Start

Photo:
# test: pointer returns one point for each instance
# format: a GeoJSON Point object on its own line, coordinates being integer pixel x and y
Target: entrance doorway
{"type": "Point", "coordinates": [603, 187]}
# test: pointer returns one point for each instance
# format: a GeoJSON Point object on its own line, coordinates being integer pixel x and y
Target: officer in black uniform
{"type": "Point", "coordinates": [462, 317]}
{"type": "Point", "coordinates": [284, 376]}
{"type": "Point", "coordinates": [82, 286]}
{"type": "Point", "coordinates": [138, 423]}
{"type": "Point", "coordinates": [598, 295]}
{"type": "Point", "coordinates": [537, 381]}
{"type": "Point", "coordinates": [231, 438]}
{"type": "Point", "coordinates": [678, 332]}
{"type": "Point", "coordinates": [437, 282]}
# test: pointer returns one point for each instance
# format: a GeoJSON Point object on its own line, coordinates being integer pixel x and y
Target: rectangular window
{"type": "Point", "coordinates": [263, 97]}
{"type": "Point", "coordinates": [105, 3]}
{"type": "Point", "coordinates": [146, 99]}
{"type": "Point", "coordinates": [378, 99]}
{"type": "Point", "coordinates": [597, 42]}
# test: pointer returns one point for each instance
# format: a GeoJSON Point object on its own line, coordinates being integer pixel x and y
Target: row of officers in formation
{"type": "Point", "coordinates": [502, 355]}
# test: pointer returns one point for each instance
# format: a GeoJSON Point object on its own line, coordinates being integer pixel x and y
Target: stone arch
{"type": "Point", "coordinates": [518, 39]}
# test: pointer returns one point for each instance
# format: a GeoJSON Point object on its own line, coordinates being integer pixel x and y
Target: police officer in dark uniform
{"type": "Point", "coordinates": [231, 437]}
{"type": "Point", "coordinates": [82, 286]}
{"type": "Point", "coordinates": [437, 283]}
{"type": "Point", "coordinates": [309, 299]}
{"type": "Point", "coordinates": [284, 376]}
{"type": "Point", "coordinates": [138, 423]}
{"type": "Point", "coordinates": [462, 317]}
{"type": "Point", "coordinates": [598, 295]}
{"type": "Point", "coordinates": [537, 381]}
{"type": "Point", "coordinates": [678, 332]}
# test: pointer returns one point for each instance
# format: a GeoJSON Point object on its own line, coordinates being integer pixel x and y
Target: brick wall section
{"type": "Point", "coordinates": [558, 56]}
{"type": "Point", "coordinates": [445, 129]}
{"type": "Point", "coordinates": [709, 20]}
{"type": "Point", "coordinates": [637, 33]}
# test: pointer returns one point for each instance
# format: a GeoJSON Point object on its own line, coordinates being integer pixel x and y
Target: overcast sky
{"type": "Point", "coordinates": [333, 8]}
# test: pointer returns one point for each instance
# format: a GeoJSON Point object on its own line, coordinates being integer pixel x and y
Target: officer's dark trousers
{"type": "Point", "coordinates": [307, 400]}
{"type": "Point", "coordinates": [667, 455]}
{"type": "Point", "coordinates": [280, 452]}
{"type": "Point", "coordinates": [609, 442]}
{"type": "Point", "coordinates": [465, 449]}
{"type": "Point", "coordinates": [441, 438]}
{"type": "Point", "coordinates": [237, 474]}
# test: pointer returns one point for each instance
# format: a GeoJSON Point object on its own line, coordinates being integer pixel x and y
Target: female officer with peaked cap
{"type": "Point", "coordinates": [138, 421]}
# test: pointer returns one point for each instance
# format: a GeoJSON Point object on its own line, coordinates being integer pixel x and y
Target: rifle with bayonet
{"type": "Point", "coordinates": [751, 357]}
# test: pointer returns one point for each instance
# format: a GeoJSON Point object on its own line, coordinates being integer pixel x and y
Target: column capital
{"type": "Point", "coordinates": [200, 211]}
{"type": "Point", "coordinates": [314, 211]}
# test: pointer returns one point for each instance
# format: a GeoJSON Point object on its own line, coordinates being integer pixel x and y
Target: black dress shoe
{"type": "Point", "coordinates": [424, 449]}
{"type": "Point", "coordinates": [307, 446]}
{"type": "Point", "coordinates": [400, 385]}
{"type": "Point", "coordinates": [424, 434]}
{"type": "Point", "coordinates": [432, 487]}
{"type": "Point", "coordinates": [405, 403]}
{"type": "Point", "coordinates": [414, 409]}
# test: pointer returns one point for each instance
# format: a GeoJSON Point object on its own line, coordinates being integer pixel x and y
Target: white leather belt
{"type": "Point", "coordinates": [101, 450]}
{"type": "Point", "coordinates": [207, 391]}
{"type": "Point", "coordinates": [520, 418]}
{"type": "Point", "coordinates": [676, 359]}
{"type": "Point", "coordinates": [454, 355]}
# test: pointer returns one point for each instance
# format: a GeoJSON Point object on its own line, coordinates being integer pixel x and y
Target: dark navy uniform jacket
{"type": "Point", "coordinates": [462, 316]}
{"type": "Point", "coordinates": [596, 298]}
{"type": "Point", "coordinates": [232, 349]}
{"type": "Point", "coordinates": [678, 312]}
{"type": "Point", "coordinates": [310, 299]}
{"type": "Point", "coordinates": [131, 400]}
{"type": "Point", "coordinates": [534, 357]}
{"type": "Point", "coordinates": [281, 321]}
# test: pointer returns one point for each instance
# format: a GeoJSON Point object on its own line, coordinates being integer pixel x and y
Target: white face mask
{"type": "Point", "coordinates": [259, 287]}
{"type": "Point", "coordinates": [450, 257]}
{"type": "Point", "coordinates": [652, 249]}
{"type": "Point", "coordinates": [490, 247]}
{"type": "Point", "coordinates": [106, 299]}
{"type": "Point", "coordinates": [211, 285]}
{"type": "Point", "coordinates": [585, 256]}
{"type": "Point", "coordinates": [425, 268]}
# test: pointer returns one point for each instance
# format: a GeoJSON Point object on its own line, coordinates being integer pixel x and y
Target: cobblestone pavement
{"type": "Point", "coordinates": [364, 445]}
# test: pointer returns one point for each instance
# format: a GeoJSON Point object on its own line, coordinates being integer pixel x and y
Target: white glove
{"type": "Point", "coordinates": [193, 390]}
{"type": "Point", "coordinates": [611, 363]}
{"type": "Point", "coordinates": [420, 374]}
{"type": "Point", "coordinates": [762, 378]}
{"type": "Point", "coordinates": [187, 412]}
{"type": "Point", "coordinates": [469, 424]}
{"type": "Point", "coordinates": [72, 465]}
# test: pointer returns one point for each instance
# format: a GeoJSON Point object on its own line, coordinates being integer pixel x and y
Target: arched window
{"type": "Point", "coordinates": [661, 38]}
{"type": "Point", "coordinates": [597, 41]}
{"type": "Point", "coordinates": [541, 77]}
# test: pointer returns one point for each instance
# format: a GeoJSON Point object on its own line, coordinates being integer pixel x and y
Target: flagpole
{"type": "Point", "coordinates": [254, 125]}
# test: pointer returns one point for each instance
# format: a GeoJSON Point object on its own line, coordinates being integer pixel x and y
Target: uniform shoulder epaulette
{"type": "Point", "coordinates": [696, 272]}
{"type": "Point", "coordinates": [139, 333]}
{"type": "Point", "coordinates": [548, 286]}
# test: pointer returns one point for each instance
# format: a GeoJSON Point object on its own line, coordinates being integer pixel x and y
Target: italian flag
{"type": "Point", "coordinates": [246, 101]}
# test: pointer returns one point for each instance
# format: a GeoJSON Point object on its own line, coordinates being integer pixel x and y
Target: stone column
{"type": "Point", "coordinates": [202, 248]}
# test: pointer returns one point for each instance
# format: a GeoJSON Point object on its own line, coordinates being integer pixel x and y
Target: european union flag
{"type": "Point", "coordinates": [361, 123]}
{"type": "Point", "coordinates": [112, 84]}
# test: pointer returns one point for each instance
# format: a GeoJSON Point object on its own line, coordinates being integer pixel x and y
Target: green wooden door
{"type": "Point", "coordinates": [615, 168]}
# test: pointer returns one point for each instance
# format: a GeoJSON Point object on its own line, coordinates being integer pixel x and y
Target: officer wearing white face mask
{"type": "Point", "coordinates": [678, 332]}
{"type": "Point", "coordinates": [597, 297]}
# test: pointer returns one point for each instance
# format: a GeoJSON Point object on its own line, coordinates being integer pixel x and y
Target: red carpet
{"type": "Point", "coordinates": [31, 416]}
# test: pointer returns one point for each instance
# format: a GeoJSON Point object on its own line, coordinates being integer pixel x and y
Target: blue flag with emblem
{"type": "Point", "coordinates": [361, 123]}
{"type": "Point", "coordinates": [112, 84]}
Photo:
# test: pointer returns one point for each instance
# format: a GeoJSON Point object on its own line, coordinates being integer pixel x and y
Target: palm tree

End

Pull out each line in the items above that contains the word "dark", copying every line in full and in order.

Target: police officer in dark uniform
Target: officer's dark trousers
Target: dark navy uniform jacket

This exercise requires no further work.